__WORK TO COMPLETE__
Please copy every line with the string "logo" from the entries below.

__EXCERPTED DATA__

※

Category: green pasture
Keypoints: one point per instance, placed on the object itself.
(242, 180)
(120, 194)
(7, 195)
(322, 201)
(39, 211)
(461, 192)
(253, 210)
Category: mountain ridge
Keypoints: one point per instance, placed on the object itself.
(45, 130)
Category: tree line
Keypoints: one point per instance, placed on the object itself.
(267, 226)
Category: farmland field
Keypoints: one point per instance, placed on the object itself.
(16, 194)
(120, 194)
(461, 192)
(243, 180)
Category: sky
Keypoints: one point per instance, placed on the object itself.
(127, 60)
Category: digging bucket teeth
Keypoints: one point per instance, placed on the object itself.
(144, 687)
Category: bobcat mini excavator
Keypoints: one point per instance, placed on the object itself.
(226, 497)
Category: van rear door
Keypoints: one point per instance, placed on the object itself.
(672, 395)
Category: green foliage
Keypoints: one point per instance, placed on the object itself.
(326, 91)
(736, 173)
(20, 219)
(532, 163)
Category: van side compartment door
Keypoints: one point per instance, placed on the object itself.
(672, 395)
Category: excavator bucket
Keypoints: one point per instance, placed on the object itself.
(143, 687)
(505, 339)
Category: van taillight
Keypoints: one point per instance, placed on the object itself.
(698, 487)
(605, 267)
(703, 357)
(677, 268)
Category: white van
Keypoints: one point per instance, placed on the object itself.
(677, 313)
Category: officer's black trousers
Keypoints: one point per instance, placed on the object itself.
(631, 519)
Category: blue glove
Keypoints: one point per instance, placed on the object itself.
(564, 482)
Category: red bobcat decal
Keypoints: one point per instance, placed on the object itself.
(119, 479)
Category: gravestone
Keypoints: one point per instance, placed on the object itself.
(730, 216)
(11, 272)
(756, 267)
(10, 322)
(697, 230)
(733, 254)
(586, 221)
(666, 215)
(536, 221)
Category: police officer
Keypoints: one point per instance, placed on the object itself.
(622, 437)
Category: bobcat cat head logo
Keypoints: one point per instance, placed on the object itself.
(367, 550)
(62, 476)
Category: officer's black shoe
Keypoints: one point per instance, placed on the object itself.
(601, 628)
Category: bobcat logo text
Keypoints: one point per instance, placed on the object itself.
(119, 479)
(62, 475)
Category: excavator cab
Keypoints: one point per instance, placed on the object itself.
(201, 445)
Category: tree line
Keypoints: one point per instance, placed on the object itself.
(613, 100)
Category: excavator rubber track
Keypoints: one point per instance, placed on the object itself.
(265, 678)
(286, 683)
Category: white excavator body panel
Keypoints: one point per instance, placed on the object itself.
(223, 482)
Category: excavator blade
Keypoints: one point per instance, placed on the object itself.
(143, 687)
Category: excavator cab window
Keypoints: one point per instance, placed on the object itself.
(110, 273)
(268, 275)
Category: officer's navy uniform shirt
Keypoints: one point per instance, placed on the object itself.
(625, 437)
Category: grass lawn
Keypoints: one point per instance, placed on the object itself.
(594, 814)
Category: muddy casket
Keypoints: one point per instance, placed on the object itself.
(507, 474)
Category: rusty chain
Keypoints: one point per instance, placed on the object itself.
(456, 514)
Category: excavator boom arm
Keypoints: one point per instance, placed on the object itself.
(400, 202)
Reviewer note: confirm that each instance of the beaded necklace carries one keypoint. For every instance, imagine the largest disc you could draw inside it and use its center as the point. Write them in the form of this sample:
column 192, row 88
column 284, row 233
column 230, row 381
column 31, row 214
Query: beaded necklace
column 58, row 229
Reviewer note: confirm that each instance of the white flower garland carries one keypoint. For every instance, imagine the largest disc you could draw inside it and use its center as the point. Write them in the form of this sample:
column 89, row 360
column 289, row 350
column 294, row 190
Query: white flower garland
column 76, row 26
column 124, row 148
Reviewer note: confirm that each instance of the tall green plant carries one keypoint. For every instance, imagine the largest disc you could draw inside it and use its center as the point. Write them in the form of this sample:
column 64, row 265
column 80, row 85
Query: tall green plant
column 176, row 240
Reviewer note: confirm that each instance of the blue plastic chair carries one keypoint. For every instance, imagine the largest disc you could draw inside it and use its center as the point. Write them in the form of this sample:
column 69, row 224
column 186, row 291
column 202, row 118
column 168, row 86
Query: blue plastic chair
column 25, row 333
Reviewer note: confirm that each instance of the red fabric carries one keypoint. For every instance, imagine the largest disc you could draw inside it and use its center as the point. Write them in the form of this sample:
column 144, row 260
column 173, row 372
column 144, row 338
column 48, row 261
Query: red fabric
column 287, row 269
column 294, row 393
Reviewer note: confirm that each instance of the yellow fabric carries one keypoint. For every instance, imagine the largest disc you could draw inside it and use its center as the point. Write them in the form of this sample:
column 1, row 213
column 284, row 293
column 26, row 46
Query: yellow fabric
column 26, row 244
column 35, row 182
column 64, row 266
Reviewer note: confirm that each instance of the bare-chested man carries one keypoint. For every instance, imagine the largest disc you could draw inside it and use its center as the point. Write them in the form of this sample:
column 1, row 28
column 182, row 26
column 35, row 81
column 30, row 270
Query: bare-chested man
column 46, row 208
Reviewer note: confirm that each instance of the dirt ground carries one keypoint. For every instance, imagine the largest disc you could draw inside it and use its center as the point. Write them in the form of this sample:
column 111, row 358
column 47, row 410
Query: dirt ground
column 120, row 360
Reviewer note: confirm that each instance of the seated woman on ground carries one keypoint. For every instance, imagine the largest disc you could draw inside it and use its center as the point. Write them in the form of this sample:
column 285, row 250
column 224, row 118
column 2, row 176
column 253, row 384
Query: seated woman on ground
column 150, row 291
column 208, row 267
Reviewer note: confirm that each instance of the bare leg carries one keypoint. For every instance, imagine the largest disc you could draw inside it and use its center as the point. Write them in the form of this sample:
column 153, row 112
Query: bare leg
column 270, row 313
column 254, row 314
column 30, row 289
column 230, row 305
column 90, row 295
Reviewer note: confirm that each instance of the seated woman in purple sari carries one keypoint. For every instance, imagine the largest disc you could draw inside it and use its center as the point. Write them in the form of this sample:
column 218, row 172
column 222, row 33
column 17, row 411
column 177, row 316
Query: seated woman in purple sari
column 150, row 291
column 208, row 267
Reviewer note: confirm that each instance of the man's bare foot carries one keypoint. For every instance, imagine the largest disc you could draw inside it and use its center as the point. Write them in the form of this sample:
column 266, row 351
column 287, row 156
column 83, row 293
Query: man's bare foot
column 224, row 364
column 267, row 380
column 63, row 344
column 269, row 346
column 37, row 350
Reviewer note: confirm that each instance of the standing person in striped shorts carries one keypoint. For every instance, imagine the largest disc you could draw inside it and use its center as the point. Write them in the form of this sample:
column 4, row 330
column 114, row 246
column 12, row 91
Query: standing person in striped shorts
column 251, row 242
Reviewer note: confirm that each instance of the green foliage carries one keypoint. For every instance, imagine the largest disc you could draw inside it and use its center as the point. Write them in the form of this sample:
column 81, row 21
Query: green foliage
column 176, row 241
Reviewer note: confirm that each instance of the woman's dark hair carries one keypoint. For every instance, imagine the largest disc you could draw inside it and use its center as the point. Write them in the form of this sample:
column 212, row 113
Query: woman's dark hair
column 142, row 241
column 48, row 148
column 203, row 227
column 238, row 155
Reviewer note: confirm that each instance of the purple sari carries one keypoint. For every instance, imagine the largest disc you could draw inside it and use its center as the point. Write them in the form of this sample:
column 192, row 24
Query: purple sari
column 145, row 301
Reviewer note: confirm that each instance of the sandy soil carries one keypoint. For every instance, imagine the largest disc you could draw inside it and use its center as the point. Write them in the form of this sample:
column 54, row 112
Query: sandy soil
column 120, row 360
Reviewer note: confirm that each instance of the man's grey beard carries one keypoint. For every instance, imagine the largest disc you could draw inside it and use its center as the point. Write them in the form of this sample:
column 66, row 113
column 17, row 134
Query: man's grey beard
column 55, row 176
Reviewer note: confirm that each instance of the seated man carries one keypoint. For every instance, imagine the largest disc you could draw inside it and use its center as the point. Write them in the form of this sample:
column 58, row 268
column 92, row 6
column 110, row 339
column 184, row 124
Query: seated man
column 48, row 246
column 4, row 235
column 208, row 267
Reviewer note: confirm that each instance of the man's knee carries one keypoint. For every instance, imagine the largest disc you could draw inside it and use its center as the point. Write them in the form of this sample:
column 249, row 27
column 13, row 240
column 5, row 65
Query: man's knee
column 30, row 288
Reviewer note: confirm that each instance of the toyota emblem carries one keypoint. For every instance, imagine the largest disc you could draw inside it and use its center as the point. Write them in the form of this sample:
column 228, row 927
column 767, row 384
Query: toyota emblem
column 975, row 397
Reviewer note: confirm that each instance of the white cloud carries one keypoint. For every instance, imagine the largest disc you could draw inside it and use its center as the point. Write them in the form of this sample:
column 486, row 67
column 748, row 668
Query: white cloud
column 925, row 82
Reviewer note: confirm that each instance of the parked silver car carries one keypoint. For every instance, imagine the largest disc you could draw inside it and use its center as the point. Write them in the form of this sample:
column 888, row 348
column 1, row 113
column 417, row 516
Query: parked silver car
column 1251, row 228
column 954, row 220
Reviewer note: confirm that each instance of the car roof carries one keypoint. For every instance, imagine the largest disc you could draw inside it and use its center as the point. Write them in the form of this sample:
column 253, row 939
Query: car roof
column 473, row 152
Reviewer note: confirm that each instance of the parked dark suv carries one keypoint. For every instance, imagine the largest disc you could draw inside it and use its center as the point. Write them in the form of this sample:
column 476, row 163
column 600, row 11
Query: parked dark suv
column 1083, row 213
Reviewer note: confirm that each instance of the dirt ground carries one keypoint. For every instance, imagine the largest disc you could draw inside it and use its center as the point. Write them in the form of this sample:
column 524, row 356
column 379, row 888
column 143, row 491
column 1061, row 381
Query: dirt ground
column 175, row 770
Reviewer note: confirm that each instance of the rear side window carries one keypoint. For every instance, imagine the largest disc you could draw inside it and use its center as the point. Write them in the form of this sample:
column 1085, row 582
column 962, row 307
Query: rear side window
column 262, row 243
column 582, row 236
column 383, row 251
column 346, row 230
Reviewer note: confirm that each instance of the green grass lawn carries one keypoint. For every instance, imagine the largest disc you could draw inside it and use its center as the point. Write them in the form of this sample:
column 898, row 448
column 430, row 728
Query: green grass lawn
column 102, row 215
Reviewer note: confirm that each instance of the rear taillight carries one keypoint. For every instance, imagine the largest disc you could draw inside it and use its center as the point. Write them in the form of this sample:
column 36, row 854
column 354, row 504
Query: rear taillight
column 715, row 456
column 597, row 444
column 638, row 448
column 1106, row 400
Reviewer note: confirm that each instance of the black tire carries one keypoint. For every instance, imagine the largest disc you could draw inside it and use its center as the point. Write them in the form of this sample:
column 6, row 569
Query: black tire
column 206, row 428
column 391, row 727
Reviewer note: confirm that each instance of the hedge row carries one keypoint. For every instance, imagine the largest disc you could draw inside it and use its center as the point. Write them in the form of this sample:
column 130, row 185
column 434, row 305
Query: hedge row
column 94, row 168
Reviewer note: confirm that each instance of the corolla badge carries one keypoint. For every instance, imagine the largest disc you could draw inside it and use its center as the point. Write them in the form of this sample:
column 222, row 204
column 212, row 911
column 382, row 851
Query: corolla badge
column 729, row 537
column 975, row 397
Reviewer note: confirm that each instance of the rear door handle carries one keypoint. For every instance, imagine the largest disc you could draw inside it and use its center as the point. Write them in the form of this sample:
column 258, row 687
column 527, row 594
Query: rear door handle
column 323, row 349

※

__ANSWER FOR THE TASK__
Category: bobcat cat head logo
Category: bobcat logo text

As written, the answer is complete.